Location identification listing
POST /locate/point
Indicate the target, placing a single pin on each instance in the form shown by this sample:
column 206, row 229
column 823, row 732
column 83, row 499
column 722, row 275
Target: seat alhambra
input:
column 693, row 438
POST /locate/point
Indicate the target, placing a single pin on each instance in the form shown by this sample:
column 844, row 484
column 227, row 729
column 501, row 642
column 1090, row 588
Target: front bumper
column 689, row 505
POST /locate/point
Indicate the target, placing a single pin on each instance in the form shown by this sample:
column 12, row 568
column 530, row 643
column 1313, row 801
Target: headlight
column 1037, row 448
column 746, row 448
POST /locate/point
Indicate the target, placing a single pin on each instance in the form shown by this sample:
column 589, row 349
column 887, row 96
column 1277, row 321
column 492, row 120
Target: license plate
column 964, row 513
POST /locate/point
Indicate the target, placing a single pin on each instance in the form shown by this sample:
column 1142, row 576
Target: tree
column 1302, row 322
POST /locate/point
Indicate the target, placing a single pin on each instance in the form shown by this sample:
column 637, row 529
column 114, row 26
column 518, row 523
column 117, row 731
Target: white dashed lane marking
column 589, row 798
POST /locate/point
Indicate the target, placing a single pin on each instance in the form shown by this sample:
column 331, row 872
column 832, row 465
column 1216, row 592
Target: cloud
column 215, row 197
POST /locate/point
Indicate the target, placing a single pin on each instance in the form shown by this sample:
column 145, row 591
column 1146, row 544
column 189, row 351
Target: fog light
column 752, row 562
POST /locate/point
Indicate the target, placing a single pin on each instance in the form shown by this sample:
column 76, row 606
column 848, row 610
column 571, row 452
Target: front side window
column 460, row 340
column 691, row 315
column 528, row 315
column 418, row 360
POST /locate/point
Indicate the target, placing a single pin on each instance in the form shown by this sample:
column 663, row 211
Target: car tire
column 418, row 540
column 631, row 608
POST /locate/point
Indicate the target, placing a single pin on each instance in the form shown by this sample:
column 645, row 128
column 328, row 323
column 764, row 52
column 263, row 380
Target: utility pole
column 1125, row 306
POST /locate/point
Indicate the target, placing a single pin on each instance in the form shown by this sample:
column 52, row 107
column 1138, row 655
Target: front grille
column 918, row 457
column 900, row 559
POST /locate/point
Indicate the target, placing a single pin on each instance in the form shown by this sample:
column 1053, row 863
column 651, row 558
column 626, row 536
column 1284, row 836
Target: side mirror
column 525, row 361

- _INSTRUCTIONS FOR THE TASK_
Rewrite the listing from its first line through the line containing "column 752, row 562", replacing "headlight" with "head lamp" and leaving everything else unchanged.

- _REPLY TO THE EXERCISE_
POST /locate/point
Indicate the target, placing a single pin on each instance in the form shown by this sample:
column 206, row 229
column 823, row 732
column 83, row 499
column 722, row 275
Target: seat alhambra
input:
column 693, row 438
POST /locate/point
Indicate the target, placing a single pin on each instance in the form shown by this sample:
column 844, row 484
column 227, row 729
column 501, row 642
column 1090, row 588
Target: front bumper
column 689, row 505
POST /locate/point
Indicate the target, placing a single pin on each instance in the form shown by this sample:
column 12, row 568
column 530, row 643
column 1313, row 801
Target: head lamp
column 1037, row 448
column 746, row 448
POST /locate/point
Indicate the target, placing a single pin on each instance in the form shown by this sample:
column 589, row 349
column 887, row 96
column 1277, row 321
column 492, row 120
Target: license plate
column 964, row 513
POST /locate/point
Indicate the target, placing a single pin on each instance in the form shown by this sample:
column 1142, row 576
Target: tree
column 1302, row 322
POST /locate/point
Indicate the target, placing a single pin on each instance in the form shown by this sample:
column 637, row 529
column 114, row 26
column 518, row 523
column 117, row 731
Target: white dashed lane marking
column 589, row 798
POST /locate/point
Indicate the target, placing a single pin on each instance in the form shown by this sample:
column 331, row 872
column 832, row 465
column 1216, row 592
Target: cloud
column 215, row 197
POST /locate/point
Indicate the target, placing a single pin on each instance in the form shown by this sample:
column 145, row 591
column 1146, row 544
column 189, row 351
Target: fog light
column 752, row 562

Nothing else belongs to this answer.